SHORT EXERCISE:
Turn the stretch from the line containing "point: red jersey" through the last of the lines into a numbered list, leaving out any blank lines.

━━━ INFORMATION SHOWN

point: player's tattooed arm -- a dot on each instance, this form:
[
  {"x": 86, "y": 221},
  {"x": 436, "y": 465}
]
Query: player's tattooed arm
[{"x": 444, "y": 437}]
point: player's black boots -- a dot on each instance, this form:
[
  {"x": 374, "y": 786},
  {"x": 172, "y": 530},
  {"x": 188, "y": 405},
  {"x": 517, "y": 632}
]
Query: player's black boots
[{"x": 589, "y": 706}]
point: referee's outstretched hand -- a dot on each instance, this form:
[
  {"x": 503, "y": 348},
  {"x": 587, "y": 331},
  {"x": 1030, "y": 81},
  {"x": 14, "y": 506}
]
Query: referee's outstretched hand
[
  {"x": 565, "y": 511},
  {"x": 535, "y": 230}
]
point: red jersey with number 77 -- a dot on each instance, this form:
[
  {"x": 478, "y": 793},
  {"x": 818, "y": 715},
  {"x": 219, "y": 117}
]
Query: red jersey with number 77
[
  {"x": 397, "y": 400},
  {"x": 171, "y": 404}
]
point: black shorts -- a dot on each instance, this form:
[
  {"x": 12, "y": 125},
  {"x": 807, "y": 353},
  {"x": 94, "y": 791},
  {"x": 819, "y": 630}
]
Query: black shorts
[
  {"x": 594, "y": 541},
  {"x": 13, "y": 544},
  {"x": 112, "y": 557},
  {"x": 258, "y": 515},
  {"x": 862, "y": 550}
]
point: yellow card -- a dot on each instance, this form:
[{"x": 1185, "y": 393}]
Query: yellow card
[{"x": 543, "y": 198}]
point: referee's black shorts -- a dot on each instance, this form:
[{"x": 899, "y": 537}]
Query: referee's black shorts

━━━━━━

REPLY:
1. point: red jersey with number 77 -- a dot on each instance, this form:
2. [
3.   {"x": 478, "y": 793},
4.   {"x": 818, "y": 715},
5.   {"x": 219, "y": 117}
6. ]
7. Query: red jersey with number 77
8. [
9.   {"x": 397, "y": 400},
10.   {"x": 171, "y": 404}
11. ]
12. point: black shorts -- a dot on each instance, this form:
13. [
14.   {"x": 12, "y": 125},
15.   {"x": 807, "y": 353},
16.   {"x": 94, "y": 791},
17.   {"x": 819, "y": 630}
18. ]
19. Query: black shorts
20. [
21.   {"x": 594, "y": 541},
22.   {"x": 13, "y": 544},
23.   {"x": 112, "y": 557},
24.   {"x": 258, "y": 515},
25.   {"x": 862, "y": 550}
26. ]
27. point: yellow card -- a dot on each instance, this form:
28. [{"x": 1185, "y": 393}]
29. Query: yellow card
30. [{"x": 543, "y": 198}]
31. point: referee's black shorts -- a dot on each instance, this form:
32. [{"x": 899, "y": 537}]
33. Query: referee's black shorts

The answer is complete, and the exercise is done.